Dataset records
=== Begin Enclosure ===

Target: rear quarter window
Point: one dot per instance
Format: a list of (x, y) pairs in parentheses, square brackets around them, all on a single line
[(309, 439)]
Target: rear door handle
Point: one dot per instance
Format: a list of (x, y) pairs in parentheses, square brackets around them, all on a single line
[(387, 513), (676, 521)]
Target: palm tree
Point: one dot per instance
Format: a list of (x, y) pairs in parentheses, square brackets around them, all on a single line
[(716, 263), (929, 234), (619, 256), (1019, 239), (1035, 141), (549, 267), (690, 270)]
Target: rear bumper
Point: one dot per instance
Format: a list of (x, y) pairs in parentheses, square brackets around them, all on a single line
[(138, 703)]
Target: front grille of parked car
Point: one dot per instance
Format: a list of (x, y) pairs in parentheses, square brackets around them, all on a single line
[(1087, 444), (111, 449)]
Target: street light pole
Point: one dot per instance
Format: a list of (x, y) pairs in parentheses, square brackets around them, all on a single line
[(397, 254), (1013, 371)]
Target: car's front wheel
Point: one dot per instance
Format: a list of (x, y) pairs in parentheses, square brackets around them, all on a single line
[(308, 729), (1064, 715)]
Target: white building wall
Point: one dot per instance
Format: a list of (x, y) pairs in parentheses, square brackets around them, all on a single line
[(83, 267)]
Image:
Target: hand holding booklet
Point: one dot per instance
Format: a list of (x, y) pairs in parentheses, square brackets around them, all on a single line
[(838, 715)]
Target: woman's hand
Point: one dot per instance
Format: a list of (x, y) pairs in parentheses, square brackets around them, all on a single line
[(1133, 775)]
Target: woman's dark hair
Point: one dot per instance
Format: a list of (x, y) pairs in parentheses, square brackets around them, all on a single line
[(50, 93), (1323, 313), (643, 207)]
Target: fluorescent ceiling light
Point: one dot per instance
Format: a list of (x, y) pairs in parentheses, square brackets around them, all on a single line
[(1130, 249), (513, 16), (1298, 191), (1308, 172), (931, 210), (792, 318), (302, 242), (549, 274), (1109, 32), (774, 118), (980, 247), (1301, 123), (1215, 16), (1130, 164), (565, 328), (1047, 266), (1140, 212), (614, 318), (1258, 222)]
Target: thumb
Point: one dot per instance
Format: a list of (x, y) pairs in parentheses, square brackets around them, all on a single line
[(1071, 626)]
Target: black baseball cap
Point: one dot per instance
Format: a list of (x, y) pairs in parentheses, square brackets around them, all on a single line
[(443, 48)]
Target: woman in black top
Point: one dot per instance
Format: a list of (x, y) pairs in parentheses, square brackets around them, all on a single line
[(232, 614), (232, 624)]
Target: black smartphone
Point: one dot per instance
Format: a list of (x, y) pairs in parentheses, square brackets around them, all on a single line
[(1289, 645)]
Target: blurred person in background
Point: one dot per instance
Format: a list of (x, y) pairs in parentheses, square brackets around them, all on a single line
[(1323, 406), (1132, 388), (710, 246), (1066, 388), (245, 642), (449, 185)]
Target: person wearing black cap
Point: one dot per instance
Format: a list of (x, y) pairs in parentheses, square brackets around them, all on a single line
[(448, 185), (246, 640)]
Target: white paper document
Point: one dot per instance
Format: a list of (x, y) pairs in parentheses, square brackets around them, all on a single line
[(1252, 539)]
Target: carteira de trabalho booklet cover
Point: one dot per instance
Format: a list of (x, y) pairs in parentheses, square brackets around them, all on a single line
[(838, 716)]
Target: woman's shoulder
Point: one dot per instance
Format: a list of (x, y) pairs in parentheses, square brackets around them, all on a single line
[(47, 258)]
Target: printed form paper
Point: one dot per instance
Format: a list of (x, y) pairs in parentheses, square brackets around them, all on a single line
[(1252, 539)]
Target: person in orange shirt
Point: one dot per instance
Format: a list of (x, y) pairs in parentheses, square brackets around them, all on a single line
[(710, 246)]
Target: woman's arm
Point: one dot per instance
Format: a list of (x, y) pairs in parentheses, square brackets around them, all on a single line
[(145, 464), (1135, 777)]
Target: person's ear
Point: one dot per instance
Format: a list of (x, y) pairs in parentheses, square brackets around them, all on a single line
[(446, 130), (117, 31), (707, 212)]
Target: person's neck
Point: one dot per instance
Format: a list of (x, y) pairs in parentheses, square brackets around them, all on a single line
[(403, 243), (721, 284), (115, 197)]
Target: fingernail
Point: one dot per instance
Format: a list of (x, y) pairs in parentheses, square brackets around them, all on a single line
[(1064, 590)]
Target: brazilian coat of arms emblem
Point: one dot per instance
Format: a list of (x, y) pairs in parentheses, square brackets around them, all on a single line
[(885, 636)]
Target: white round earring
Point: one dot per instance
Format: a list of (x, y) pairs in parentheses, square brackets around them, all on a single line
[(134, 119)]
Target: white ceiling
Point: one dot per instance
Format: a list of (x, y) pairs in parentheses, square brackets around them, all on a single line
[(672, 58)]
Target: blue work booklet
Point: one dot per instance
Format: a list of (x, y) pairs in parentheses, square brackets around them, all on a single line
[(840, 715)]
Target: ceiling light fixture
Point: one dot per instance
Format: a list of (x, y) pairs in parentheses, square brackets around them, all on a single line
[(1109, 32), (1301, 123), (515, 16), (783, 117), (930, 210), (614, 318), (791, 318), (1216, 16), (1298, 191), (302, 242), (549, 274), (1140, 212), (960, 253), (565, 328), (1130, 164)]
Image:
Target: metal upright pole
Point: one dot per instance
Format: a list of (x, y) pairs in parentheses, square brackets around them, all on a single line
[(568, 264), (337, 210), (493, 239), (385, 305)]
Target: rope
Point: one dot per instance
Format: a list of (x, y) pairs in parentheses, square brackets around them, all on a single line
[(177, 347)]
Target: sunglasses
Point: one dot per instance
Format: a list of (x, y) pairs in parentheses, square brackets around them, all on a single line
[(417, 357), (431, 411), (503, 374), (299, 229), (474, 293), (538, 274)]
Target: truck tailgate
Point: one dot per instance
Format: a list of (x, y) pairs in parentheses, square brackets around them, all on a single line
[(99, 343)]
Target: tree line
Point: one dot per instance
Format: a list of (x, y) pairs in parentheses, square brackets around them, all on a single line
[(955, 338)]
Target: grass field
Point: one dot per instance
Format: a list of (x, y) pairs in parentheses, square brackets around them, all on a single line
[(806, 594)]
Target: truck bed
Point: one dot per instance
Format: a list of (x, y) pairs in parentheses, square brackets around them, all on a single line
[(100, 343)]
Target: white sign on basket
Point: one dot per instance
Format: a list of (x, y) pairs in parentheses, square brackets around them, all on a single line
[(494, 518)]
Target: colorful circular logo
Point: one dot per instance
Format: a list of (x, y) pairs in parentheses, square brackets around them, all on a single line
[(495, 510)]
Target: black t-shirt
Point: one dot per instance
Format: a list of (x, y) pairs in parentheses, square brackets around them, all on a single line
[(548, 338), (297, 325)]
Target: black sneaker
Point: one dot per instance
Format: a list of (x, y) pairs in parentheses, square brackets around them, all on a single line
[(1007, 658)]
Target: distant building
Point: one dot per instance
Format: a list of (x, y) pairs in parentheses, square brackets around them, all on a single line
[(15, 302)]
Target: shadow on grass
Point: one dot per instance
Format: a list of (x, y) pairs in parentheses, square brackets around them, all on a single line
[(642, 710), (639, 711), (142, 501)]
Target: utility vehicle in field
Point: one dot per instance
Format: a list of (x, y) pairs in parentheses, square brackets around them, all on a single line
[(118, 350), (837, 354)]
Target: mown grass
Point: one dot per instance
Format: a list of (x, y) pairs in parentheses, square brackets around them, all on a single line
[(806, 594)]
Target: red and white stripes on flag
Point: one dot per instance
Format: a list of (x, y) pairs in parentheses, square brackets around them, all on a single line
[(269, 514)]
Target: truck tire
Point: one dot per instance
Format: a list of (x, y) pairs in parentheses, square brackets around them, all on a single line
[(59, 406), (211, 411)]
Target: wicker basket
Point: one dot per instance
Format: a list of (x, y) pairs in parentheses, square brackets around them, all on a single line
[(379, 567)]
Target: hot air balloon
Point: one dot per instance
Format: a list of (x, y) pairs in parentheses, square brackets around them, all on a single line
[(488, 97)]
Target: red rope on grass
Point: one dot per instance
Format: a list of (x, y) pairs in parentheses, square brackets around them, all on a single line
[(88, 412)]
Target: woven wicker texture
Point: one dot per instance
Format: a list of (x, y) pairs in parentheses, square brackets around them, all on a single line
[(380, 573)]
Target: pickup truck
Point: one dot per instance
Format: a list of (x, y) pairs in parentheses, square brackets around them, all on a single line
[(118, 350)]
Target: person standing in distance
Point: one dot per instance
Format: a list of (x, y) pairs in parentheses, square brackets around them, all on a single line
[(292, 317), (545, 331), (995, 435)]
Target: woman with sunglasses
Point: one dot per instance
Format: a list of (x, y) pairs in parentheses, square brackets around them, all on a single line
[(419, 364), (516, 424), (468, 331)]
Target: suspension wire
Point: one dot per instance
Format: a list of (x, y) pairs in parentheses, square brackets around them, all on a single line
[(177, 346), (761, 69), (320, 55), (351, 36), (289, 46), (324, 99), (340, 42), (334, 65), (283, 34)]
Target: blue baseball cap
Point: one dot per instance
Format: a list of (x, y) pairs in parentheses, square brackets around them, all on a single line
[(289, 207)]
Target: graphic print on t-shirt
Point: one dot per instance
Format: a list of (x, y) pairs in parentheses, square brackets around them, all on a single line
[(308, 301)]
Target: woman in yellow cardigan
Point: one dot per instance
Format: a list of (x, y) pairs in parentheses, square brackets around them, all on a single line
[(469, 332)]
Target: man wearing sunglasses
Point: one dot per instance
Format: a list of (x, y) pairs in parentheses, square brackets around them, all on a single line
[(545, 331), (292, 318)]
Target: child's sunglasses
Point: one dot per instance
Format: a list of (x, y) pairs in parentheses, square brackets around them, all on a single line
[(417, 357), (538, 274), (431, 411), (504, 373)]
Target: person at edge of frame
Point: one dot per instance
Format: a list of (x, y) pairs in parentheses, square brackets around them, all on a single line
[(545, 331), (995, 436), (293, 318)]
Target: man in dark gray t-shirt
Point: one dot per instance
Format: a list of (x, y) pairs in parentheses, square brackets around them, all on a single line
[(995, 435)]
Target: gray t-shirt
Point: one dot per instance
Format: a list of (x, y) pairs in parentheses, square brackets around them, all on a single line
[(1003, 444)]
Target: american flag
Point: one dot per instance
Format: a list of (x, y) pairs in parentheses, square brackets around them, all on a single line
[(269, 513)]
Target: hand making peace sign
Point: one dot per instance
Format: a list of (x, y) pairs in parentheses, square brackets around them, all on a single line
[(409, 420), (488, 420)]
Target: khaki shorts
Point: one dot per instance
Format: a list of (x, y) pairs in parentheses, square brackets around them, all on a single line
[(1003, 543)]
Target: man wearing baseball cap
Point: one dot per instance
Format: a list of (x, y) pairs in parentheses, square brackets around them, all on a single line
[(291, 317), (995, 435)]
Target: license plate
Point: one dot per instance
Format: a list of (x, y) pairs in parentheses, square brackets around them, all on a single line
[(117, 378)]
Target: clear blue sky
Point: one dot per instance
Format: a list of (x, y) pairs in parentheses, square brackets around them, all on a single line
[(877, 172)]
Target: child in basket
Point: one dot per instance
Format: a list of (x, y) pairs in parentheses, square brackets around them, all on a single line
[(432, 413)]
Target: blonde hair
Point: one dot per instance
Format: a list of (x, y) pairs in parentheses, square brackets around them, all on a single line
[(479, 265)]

=== End Enclosure ===

- **Directions for this task**
Search the records above for the string "booklet". Report each line that has it.

- **Task answer**
Target: hand holding booklet
Target: carteira de trabalho booklet cover
Target: blue work booklet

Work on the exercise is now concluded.